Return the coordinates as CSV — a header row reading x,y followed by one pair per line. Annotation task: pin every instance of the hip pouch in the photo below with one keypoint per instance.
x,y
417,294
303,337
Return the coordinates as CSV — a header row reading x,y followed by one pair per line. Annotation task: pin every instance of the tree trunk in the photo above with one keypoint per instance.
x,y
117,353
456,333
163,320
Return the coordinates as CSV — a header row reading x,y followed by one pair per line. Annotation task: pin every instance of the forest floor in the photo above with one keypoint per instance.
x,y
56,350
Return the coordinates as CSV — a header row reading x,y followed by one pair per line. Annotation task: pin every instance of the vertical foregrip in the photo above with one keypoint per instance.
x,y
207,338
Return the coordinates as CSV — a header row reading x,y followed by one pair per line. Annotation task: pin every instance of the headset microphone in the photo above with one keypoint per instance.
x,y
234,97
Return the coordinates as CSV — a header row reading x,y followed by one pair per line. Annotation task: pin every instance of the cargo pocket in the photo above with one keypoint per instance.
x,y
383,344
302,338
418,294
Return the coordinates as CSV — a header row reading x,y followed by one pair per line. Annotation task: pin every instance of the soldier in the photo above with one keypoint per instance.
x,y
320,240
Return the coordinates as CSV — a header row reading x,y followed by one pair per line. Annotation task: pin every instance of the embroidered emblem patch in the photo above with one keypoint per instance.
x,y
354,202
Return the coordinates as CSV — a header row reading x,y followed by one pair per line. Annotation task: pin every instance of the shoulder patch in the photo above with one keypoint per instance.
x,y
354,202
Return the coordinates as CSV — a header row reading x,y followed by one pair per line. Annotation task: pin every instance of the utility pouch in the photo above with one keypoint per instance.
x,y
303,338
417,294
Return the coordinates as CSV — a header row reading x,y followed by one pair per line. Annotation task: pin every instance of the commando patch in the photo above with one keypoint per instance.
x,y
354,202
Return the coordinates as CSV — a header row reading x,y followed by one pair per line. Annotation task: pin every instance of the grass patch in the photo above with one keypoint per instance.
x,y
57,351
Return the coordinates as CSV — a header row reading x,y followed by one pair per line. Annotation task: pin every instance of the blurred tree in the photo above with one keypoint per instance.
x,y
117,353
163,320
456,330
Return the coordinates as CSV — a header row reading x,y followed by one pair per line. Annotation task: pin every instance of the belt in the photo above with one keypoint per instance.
========
WHAT YOU SHOULD DO → Your task is to reproduce each entry exactly.

OUTPUT FOR THIS EXERCISE →
Return the coordinates as CSV — a header row reading x,y followed by one pair per line. Annotation task: pin every instance of the hip pouch in the photo below with one keypoint per instance.
x,y
417,294
303,337
Return the coordinates as CSV — a header row reading x,y followed by one pair per line. Annotation task: pin every instance of the tree trunk in the photo above with one keypoint per instance.
x,y
117,353
456,333
163,320
Return the coordinates as CSV — a header row reading x,y followed by one pair per line. Annotation task: pin every instance of the forest floor in the photo above with one keypoint per instance.
x,y
56,350
Return the coordinates as CSV — a header row reading x,y followed by one pair per line. Annotation task: pin every instance of the vertical foregrip in the photo above with one keypoint per instance.
x,y
207,338
Return the coordinates as CSV — a header row reading x,y followed by one pair per line. Annotation task: pin every instance of the headset microphone in the photo above with one keypoint per instance.
x,y
234,97
Return the coordinates as CSV — a header row reading x,y followed by one pair per line. Annotation task: pin every instance of the cargo pocket in the photo above with one keypoint per instance.
x,y
383,344
302,338
418,294
Return the coordinates as CSV — a header row reading x,y followed by one pair per line. Annotation task: pin every instance of the soldier in the photo above with one keypoint per instance.
x,y
320,240
Return the coordinates as CSV — a header row reading x,y followed by one pair per line. Annotation task: pin every instance of the embroidered emblem patch in the photo above with one keypoint per instance.
x,y
354,202
Return the coordinates as CSV — a header row reading x,y followed by one pair per line. Annotation task: pin every instance of the shoulder patch in the photo above with one keypoint per instance.
x,y
354,202
Return the coordinates as CSV — a header row reading x,y followed by one pair per line. Annotation task: pin every instance of the utility pouch in the photo above with one keypoint per instance.
x,y
303,338
417,294
Return the coordinates as CSV — a header row reading x,y followed by one pair per line. Annotation task: pin every instance of the commando patch in the photo above with one keypoint per instance.
x,y
354,202
Return the coordinates as CSV — a header row reading x,y followed by one pair per line. Annotation task: pin every instance of the grass patch in the photo above with one keypoint per instance.
x,y
57,351
Return the coordinates as CSV — a header row reading x,y followed by one pair per line. Annotation task: pin every instance of the blurred tree in the photo above with one keypoint per instance.
x,y
117,353
163,320
456,330
Return the coordinates as CSV — a header row reading x,y followed by one pair per line. Annotation task: pin every instance of the belt in the photo above with one keypoint per instance.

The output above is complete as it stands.